Parts of the exercise:
(a) According to the NESCAC basketball recap, which Wesleyan player returned after the February 2 loss to Trinity?
(b) Continue the NESCAC basketball recap from its final sentence.

Passage to read:
------------------------------------------------
I’ll start with the obvious one: the Mammoths had two HUGE victories at home this weekend in convincing fashion that ultimately gave them the top spot in the league. Michael Riopel ’18 looked every bit the star they need to make a run in the postseason. He exploded for 19 points and 8 rebounds in the rivalry win over Williams, and followed that up with a 17-point, 7-rebound effort in which he went 9-9 from the line. Johnny McCarthy ’18 also continued his dominance as a rebounder, posting 8 and 14 boards respectively. This duo will have to continue to lead the way, providing experience to an otherwise unproven lineup. The key for Amherst, however, has been their defense. They stymied two of the league’s premier offenses, holding the Ephs to a jaw-dropping 57 points and keeping the Panthers at just 68. They lack the firepower to win a shootout, so their defense has to remain strong if they want to make a run, beginning this weekend when Bowdoin comes to town.

Wesleyan

Austin Hutcherson ’21 and Jordan Bonner ’18 have Wesleyan firing on all cylinders heading into the playoffs.

Defeating Bowdoin and Colby isn’t a particularly impressive weekend, but the Cardinals did what a good team should do. The reason they fall in the “stock up” column this week is because it appears as though things are coming together at the right time in Middletown. After the loss to Trinity on February 2, Wesleyan was graced with the return of point guard Kevin O’Brien ’19, who had been out for almost a month with illness. They proceeded to dominate Amherst 71-57 in what was technically a non-conference affair, and then had convincing victories over the weaker teams in the league. Nathan Krill ’18 has been a force, delivering a 17-point, 10-rebound double double against Colby and dropping 24 points on Bowdoin. First year standout Austin Hutcherson has also stepped up his game in a big way, and he looks to continue to make an impact sharing the ball, as he posted 8 assists in each of their weekend matchup. Wesleyan hosts Middlebury in the 4-5 matchup of the NESCAC tournament. The Cardinals took down the Panthers in the regular season, but this is definitely a matchup to highlight for the weekend.
------------------------------------------------
Records shown:
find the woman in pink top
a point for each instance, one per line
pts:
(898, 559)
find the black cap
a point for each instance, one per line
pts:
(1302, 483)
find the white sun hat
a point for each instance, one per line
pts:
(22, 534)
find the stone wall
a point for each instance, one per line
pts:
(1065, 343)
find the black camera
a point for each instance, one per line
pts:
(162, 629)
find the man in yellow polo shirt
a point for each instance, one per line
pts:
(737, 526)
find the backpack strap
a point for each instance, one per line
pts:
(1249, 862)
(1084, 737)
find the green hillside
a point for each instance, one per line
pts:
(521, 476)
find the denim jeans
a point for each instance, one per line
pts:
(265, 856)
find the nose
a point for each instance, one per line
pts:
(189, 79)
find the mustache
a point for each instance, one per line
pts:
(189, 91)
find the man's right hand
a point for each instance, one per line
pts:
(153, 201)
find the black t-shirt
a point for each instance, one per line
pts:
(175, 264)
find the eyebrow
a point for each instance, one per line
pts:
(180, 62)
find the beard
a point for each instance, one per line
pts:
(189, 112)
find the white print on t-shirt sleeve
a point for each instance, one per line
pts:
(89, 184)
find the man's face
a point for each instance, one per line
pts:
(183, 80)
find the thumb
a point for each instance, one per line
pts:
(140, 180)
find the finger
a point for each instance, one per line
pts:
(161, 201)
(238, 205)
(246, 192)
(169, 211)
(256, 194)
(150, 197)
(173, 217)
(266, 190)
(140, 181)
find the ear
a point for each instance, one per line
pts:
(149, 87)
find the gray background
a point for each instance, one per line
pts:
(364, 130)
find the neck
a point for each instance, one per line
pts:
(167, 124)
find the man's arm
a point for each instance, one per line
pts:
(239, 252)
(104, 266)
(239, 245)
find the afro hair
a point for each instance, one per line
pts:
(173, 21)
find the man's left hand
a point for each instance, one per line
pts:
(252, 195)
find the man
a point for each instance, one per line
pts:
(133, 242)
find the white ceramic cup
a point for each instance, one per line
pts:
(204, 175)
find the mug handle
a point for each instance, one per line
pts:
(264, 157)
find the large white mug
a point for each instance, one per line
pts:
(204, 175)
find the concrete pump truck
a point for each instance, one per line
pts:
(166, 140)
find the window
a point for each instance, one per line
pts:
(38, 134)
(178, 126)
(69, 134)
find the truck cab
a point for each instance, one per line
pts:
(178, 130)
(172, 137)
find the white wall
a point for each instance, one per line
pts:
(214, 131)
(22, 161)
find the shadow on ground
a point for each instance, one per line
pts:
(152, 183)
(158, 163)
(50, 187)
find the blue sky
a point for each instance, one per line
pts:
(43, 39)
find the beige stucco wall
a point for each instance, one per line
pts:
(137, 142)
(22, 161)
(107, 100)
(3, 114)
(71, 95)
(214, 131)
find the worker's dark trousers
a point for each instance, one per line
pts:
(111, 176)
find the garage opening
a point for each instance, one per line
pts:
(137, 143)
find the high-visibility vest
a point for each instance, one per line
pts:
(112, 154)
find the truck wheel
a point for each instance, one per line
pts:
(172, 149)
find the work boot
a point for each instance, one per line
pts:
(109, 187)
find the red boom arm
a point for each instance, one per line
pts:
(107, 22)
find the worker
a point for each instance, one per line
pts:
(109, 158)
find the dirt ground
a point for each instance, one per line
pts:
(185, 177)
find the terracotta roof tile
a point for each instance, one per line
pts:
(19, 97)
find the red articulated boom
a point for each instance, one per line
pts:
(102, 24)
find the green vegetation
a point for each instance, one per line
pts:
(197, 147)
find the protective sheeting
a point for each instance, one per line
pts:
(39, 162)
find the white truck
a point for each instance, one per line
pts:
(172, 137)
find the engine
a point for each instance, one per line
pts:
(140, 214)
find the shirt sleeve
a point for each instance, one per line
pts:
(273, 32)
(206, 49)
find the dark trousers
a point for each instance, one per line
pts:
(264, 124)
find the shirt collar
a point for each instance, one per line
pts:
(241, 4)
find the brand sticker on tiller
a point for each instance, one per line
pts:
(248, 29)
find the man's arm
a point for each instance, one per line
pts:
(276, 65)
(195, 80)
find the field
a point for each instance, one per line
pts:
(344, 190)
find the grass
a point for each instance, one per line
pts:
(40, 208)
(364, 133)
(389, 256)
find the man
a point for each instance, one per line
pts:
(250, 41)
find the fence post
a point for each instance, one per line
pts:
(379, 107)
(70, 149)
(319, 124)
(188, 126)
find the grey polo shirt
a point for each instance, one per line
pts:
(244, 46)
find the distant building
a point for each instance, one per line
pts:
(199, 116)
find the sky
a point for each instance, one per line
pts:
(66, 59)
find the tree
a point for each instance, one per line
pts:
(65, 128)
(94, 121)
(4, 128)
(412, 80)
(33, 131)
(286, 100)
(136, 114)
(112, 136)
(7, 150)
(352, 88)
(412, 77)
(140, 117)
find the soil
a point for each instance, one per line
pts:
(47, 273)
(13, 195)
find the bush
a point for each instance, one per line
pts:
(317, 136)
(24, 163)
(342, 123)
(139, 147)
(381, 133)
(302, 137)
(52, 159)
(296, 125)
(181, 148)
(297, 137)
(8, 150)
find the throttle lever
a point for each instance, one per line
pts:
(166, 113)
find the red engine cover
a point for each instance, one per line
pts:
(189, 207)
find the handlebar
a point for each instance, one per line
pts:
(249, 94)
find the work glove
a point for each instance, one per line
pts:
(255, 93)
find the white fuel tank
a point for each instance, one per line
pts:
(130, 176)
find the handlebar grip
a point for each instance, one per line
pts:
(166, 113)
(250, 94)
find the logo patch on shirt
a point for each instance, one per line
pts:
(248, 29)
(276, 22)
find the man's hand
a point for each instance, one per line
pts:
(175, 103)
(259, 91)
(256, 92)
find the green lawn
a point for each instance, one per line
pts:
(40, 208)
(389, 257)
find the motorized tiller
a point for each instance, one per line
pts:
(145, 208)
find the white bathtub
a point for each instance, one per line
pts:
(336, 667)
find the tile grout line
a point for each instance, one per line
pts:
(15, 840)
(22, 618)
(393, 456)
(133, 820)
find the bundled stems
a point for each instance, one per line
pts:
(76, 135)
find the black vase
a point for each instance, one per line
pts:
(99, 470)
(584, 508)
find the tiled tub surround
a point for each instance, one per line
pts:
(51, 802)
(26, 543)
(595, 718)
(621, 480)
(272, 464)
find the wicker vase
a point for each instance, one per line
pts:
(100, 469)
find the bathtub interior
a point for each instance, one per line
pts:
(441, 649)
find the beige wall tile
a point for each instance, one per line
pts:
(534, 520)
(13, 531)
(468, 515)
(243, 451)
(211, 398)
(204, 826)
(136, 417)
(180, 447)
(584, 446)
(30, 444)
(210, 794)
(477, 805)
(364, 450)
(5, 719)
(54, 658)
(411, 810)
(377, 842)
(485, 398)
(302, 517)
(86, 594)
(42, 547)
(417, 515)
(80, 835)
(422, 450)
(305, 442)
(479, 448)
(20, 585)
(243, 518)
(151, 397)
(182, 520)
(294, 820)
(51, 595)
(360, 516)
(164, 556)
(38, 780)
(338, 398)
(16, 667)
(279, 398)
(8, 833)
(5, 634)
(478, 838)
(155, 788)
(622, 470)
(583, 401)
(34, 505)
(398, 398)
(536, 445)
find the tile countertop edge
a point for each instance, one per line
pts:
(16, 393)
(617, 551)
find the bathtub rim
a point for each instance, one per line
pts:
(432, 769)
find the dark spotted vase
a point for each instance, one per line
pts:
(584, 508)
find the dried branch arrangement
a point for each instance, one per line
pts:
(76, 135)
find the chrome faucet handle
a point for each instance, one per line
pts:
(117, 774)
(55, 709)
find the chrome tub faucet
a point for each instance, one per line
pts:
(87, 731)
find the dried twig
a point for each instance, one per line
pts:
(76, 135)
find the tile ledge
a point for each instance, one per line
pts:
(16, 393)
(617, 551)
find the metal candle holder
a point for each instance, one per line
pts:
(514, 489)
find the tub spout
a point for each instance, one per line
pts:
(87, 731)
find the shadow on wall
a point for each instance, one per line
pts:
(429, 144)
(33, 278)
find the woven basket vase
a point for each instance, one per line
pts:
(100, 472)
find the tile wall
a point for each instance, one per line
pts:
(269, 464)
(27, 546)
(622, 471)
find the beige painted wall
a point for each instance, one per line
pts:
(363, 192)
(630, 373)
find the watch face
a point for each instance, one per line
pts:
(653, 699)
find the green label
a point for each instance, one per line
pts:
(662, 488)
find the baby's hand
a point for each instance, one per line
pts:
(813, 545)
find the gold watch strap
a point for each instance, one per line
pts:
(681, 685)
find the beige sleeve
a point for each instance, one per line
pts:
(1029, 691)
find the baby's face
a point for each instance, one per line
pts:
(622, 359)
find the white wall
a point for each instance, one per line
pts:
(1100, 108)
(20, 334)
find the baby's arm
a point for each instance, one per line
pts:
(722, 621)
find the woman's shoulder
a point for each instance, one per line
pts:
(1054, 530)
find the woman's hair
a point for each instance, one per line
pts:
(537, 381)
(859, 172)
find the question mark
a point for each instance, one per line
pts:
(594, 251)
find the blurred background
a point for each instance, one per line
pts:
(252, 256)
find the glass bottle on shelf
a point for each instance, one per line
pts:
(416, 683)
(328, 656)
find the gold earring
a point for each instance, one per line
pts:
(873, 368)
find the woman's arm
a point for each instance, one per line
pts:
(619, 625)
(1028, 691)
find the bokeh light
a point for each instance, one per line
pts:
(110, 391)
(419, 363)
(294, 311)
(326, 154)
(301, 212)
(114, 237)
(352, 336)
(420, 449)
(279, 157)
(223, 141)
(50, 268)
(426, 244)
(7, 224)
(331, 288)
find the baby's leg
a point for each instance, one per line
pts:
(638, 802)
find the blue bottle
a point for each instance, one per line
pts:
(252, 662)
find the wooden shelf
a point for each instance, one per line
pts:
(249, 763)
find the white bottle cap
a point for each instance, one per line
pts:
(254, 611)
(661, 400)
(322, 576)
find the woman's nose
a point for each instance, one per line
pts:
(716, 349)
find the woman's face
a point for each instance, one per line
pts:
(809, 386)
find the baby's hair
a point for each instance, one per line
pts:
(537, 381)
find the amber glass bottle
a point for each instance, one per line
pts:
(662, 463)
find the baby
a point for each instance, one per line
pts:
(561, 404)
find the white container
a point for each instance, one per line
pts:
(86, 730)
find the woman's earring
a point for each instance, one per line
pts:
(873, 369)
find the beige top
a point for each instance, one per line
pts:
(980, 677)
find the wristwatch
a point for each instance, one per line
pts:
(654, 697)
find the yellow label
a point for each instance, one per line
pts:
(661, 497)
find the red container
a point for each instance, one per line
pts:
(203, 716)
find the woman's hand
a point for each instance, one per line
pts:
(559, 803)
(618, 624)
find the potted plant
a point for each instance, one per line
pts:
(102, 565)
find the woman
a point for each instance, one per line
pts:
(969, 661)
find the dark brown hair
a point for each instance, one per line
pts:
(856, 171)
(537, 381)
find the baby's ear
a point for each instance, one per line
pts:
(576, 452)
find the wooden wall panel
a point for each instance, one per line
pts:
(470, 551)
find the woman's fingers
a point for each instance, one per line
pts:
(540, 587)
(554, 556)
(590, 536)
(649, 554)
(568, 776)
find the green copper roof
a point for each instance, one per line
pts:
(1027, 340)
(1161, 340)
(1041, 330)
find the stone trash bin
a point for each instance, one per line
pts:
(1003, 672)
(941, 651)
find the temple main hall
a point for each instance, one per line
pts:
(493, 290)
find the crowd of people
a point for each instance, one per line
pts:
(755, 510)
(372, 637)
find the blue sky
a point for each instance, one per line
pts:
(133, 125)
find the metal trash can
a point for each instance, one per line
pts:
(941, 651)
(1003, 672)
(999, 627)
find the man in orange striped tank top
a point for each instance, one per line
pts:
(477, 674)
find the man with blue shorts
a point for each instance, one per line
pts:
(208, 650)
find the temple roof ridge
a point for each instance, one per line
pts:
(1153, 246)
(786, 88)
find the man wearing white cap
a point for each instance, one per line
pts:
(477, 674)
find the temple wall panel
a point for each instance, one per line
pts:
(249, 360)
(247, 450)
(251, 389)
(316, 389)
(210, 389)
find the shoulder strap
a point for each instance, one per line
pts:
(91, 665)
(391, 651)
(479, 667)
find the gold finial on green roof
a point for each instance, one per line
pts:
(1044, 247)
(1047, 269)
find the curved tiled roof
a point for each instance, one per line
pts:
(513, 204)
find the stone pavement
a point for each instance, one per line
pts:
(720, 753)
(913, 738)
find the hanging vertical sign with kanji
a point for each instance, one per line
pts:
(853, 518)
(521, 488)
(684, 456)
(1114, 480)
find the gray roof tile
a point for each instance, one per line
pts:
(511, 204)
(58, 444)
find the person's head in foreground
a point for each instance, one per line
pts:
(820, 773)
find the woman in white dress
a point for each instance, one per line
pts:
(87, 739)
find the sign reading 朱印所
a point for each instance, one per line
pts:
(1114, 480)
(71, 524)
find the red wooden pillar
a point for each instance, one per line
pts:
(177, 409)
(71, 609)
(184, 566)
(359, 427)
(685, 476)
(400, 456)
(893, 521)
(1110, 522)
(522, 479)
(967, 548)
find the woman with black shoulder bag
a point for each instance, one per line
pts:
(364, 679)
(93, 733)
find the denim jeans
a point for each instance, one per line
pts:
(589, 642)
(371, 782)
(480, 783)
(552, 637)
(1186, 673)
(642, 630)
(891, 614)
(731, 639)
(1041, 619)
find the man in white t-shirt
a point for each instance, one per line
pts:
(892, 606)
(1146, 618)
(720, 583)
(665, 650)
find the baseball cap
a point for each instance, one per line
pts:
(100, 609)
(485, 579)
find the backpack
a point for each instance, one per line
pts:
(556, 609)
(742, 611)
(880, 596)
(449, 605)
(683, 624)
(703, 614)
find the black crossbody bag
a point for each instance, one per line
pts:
------------------------------------------------
Task-by-task outputs:
(a) Point guard Kevin O'Brien '19, who had been out for almost a month with illness, returned.

(b)
Williams G Bobby Casey ’19

I’ve talked about two of the Little Three schools, so why not mention the third? It seems that every week we find either James Heskett ’19 or Bobby Casey ’19, who have taken over as the dominant scorers in Williamstown. Well, this week it’s Casey’s turn. He seemed to be the lone bright spot in the loss at Amherst, putting up 22 points on 8-16 shooting. The next day in the big win over Hamilton, Casey went off for 31 points on 8-14, including 7-10 from behind the arc. When Casey gets hot, there is seemingly no way to stop him. The good news for Williams is that they also have Heskett ’19 who has a similar effect. If they’re both off, then the Ephs are in trouble. If they’re both on, then the rest of the league needs to watch out. They should have no trouble with Trinity in their first round matchup, but you never know because things can get crazy come tourney time.

When he’s hot, Bobby Casey ’19 is an absolute nightmare from downtown.

Stock Down

Middlebury

Heading into the weekend, Middlebury controlled their own destiny, needing a win to secure the top seed. They came up empty, with two somewhat demoralizing losses to Hamilton (102-83) and Amherst (80-68). The Panthers have been one of the top scoring teams in the conference all season, but their shots simply weren’t falling this weekend. They were ice cold from beyond the three-point line, and they now find themselves last in the NESCAC in three-point shooting percentage at 31%. The scoring drought needs to come to an end if the Panthers want to have any shot at winning their matchup with the tough Wesleyan defense this weekend. It starts with the leadership of Jack Daly ’18 and Matt Folger ’20, who are the team’s leading scorers. They were both average against Hamilton, and neither cracked double digits in the scoring column against Amherst. Middlebury is picking a bad time to go cold, but we’ll see if they can turn things around this weekend in their quarterfinal matchup.

Trinity

Jeremy Arthur ’19 is one of Trinity’s only consistent offensive threats.

The Bantams are one of the streakiest teams out there. They’ve taken down Amherst and Wesleyan, but they’ve also lost to Bates and Colby. They struggled mightily this weekend, getting trounced by Bates, then dropping a tight contest to Tufts. They certainly lack a true star player, although Jeremy Arthur ’19 and Eric Gendron ’18 provide most of the scoring. There isn’t much to say about Trinity other than that they’re a scary first round matchup. If the shots are falling, they are very tough to beat because they play exceptional defense at times. They are essentially a giant question mark, but are definitely not to be taken lightly as they are capable of stealing a win in Williamstown.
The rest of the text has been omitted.